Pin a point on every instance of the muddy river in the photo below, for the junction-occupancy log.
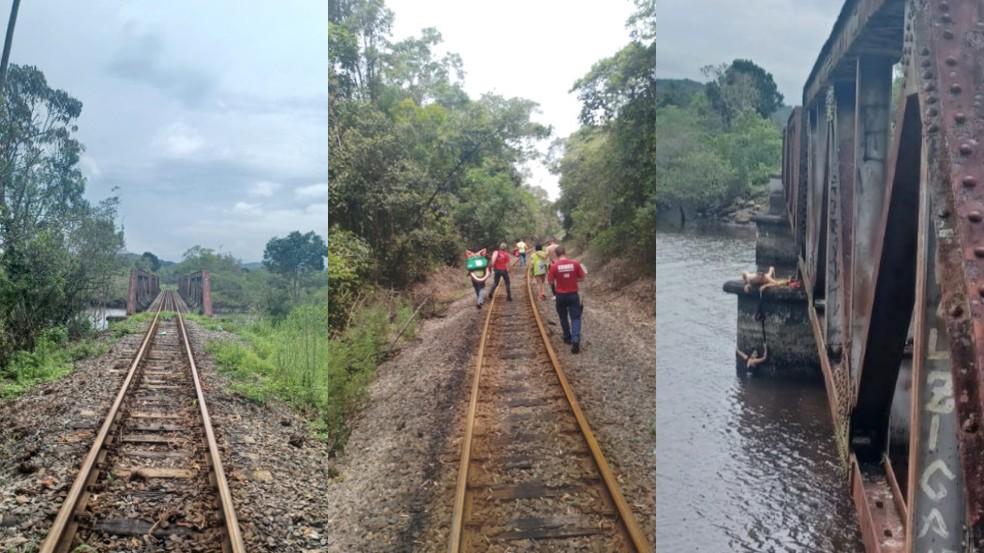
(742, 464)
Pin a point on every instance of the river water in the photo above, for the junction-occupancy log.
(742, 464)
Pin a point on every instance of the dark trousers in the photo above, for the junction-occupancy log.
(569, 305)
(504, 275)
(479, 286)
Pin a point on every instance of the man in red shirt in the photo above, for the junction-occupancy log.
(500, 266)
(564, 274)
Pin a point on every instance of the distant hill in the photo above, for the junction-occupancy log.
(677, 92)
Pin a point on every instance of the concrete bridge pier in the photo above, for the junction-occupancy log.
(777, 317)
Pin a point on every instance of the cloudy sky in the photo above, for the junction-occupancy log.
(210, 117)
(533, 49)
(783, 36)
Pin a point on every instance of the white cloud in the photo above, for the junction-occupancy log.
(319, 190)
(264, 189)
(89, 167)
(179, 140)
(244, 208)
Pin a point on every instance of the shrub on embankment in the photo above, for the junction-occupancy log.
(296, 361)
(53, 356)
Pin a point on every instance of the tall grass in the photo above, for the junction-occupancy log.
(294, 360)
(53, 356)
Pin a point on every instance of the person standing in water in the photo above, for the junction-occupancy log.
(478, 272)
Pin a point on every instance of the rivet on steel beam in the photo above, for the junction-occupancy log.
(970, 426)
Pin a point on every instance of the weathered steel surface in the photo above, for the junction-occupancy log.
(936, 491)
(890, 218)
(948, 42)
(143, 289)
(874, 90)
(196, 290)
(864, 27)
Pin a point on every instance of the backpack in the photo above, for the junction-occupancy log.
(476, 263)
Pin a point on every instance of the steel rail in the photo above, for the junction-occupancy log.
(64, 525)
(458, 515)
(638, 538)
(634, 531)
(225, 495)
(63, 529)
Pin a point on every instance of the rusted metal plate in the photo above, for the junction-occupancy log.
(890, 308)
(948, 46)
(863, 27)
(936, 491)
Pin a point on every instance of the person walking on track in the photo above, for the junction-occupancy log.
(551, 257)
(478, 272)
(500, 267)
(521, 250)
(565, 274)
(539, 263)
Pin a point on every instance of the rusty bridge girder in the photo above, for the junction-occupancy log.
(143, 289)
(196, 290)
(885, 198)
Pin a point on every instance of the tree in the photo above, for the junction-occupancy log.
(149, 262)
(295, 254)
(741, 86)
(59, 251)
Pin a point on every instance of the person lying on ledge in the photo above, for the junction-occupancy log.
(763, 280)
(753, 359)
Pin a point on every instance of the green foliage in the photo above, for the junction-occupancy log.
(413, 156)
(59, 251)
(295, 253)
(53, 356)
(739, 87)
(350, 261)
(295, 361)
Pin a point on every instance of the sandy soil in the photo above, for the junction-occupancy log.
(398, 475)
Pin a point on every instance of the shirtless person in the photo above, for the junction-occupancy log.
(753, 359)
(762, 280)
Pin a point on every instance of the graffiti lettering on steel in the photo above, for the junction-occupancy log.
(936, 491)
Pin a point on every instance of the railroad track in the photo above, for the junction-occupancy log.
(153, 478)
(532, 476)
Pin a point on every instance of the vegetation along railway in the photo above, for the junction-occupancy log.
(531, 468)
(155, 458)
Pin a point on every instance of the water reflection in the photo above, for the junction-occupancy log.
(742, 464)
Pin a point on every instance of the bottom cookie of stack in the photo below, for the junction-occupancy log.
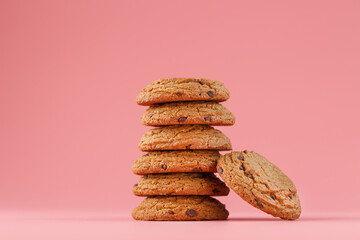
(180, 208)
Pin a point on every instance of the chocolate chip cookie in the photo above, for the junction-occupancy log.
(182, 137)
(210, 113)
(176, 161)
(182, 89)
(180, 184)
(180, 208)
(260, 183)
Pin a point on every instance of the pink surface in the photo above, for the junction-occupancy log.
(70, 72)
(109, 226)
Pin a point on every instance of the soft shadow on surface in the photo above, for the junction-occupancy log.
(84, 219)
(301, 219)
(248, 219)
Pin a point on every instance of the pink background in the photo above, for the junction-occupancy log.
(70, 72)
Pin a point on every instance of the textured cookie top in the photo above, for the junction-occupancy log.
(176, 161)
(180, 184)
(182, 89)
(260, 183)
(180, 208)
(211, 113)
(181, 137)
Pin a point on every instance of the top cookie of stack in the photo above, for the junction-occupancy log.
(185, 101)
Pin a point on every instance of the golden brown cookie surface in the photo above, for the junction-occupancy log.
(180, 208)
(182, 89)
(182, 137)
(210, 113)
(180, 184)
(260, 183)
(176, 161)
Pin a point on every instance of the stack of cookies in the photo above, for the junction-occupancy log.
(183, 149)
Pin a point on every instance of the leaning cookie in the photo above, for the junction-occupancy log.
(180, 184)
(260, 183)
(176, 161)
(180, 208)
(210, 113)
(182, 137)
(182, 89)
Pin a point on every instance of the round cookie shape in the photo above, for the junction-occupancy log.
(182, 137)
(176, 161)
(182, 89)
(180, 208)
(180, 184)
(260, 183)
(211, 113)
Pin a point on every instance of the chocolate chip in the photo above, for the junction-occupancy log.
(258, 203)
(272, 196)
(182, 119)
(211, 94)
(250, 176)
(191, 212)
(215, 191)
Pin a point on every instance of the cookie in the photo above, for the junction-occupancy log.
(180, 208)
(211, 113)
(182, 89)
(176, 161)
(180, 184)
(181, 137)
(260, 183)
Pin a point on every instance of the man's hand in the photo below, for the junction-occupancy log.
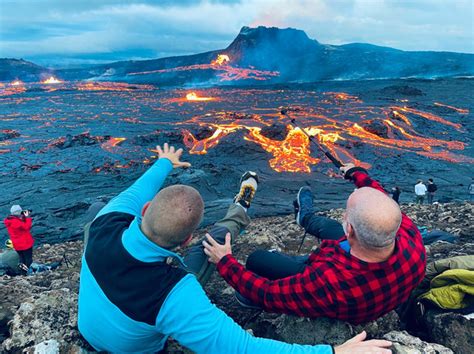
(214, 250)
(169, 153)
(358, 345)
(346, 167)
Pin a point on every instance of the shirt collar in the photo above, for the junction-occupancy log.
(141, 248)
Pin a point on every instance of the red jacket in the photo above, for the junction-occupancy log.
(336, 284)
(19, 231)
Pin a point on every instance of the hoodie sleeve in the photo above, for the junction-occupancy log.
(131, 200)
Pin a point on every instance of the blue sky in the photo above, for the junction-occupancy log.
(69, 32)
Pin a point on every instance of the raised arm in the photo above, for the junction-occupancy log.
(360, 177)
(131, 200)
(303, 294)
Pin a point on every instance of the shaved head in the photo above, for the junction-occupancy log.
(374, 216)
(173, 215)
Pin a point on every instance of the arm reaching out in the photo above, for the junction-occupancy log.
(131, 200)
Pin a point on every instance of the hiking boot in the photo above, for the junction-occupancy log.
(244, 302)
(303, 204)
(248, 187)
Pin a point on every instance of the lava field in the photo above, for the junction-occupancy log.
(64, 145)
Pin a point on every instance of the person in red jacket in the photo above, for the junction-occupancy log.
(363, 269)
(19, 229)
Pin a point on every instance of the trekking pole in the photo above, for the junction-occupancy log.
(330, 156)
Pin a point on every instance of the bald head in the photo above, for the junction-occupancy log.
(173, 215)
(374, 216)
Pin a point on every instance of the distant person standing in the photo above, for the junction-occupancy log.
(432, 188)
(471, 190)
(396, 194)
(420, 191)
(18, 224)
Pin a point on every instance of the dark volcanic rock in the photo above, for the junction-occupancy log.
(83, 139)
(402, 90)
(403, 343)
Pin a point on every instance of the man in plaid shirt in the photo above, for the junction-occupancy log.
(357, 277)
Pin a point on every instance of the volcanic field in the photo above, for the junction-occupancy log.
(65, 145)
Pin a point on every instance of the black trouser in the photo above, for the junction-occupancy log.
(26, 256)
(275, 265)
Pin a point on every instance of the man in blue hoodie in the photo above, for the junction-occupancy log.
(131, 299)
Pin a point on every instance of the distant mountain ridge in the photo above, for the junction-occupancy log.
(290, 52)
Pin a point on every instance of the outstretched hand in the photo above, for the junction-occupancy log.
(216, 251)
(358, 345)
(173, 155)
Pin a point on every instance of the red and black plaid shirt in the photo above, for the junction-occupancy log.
+ + +
**EXERCISE AIM:** Exclude images and repeat all entries exactly.

**THE COMPLETED TASK:**
Pin a point on every instance of the muddy river in the photo below, for the junction-occupancy log.
(742, 464)
Pin a point on every instance of the river water in the photo above, for the junction-occupancy log.
(742, 464)
Pin a point on every instance of the dark trousers in the photo above, for the junction-occupancy log.
(569, 305)
(504, 275)
(479, 286)
Pin a point on every instance of the man in red shirt in the photo above, for the junction-occupancy log.
(500, 266)
(564, 274)
Pin a point on every instance of the distant hill in the photo above, for the junction-occupancy log.
(677, 92)
Pin a point on every instance of the concrete bridge pier in the photo above, for the junction-occupancy log.
(777, 317)
Pin a point on every instance of the cloudy sky in the photo above, for the junction-occupancy log.
(210, 117)
(533, 49)
(783, 36)
Pin a point on every instance of the white cloud in the photo above, for the junction-occupancy log.
(319, 190)
(264, 189)
(89, 167)
(179, 140)
(244, 208)
Pin a point on every instance of the shrub on embankment in the photo above, for the junction-occupancy log.
(296, 361)
(53, 356)
Pin a point on every instance of the tall grass in the photo above, for the junction-occupancy log.
(294, 360)
(53, 356)
Pin a point on every instance of the person standing in water in the photo above, for the junction-occupancy log.
(478, 272)
Pin a point on every instance of the rivet on steel beam in the photo above, for the junction-occupancy log.
(970, 426)
Pin a point on every instance of the weathered steel surface in the photo above, for the junction-occupancy log.
(936, 491)
(890, 218)
(948, 42)
(143, 289)
(874, 90)
(196, 290)
(864, 27)
Pin a point on every instance of the backpack in the photo above, for the junction-occupancy log.
(476, 263)
Pin a point on every instance of the steel rail in the photo above, for the junction-occupancy log.
(64, 525)
(458, 515)
(638, 538)
(634, 531)
(225, 495)
(63, 529)
Pin a point on every instance of the rusted metal plate in the photo above, for the junction-occupancy log.
(890, 308)
(948, 46)
(863, 27)
(936, 491)
Pin a point on every instance of the person walking on track in the photo above, for the junction-occupancy log.
(551, 257)
(478, 272)
(500, 267)
(521, 250)
(565, 274)
(539, 263)
Pin a point on every instance of the rusty bridge girder in the photo above, for the junction-occupancy log.
(143, 289)
(196, 290)
(885, 198)
Pin a point on every instance of the tree in the photo above, for the junction-occupancy log.
(149, 262)
(295, 254)
(741, 86)
(59, 251)
Pin a point on every instance of the person lying on ledge in the photo above, for the junction-occupancy log.
(763, 280)
(753, 359)
Pin a point on every instance of the green foliage in the photo above, for the junction-occupancy log.
(413, 156)
(59, 251)
(295, 253)
(53, 356)
(739, 87)
(350, 261)
(295, 361)
Pin a point on every instance of the sandy soil in the photo above, for the junction-occupancy log.
(398, 475)
Pin a point on every instance of the shirtless person in the photo above, for the junction-occupancy log.
(753, 359)
(762, 280)
Pin a point on every instance of the graffiti lettering on steel in the photo above, for the junction-occupancy log.
(936, 491)
Pin a point on every instance of the railroad track in the photo above, for the junction-occupancy log.
(153, 478)
(532, 476)
Pin a point on every instance of the vegetation along railway in the photo above, for the junction-occupancy log.
(531, 468)
(155, 458)
Pin a point on every instance of the water reflection in the photo above, for the junction-occupancy log.
(742, 464)
Pin a point on every instance of the bottom cookie of stack in the photo below, for the junction-occupancy log.
(180, 208)
Pin a point on every instance of the chocolate chip cookie in the photo above, for the junction-occupancy log.
(182, 137)
(210, 113)
(176, 161)
(182, 89)
(180, 184)
(180, 208)
(260, 183)
Pin a point on every instance of the pink surface in the photo above, for the junction-occupancy log.
(70, 72)
(109, 226)
Pin a point on every instance of the soft shadow on surface in the photo above, for the junction-occupancy log.
(84, 219)
(301, 219)
(248, 219)
Pin a point on every instance of the pink background in the photo above, for the junction-occupancy log.
(70, 72)
Pin a point on every instance of the textured cookie top in the photo above, for the junction-occupancy log.
(176, 161)
(180, 184)
(182, 89)
(260, 183)
(180, 208)
(211, 113)
(181, 137)
Pin a point on every instance of the top cookie of stack in the photo above, for the junction-occupancy log.
(185, 101)
Pin a point on every instance of the golden brown cookie surface in the photo above, for the junction-occupancy log.
(180, 208)
(182, 89)
(182, 137)
(210, 113)
(180, 184)
(260, 183)
(176, 161)
Pin a point on every instance of the stack of cookies in the photo above, for the junction-occupancy log.
(183, 149)
Pin a point on every instance of the leaning cookie in the photo above, for the junction-occupancy log.
(180, 184)
(260, 183)
(176, 161)
(180, 208)
(210, 113)
(182, 137)
(182, 89)
Pin a point on every instance of the round cookie shape in the photo above, for the junction-occupancy log.
(182, 137)
(176, 161)
(182, 89)
(180, 208)
(180, 184)
(260, 183)
(211, 113)
Pin a point on every instance of the chocolate chip in the photo above, for the junction-occupancy log.
(258, 203)
(272, 196)
(182, 119)
(211, 94)
(250, 176)
(191, 212)
(215, 191)
Pin a point on every instance of the cookie in the photo above, for the junction-occupancy log.
(180, 208)
(211, 113)
(182, 89)
(176, 161)
(180, 184)
(181, 137)
(260, 183)
Pin a point on every instance of the man's hand in the photo below, for the junction-occupancy log.
(214, 250)
(169, 153)
(358, 345)
(346, 167)
Pin a point on every instance of the shirt collar in the photo above, for the junction-occupancy log.
(141, 248)
Pin a point on every instance of the red jacket in the photo above, for the junction-occupancy log.
(336, 284)
(19, 231)
Pin a point on every instance of the hoodie sleeve in the photo above, for the junction-occupancy log.
(131, 200)
Pin a point on every instance of the blue sky in the photo above, for the junction-occupancy log.
(69, 32)
Pin a point on every instance of the raised arm in the photo above, for the junction-occupancy log.
(360, 177)
(131, 200)
(303, 294)
Pin a point on every instance of the shaved head in the photo above, for the junction-occupancy log.
(374, 216)
(173, 215)
Pin a point on every instance of the arm reaching out in the photo above, for the junction-occupancy log.
(131, 200)
Pin a point on every instance of the hiking boot in the photo above, for the junction-occupancy log.
(244, 302)
(303, 204)
(248, 187)
Pin a point on every instance of the lava field in the photo above, for the junction-occupancy log.
(64, 145)
Pin a point on every instance of the person in red jacket in the photo above, for the junction-occupancy log.
(363, 269)
(19, 229)
Pin a point on every instance of the trekking pole in the photo above, for the junction-occupancy log.
(330, 156)
Pin a point on every instance of the bald head in the photo above, for the junction-occupancy log.
(173, 215)
(374, 216)
Pin a point on every instance of the distant person standing in the photo above, for the junction-occupancy log.
(432, 188)
(471, 190)
(396, 194)
(420, 191)
(18, 224)
Pin a point on every instance of the dark volcanic rock in the photo above, for the junction-occupancy log.
(83, 139)
(402, 90)
(403, 343)
Pin a point on every instance of the man in plaid shirt in the photo above, for the junction-occupancy log.
(357, 277)
Pin a point on every instance of the volcanic field in the photo above, for the junction-occupancy log.
(65, 145)
Pin a point on every instance of the black trouser in the photo above, for the junction-occupancy log.
(26, 256)
(275, 265)
Pin a point on every instance of the man in blue hoodie in the photo above, for the junction-occupancy log.
(131, 299)
Pin a point on every instance of the distant mountain ridge in the photo above, for the junction-occupancy log.
(290, 52)
Pin a point on every instance of the outstretched hand in the photo above, for the junction-occupancy log.
(216, 251)
(358, 345)
(173, 155)
Pin a point on every instance of the red and black plaid shirt in the photo above, for the junction-occupancy log.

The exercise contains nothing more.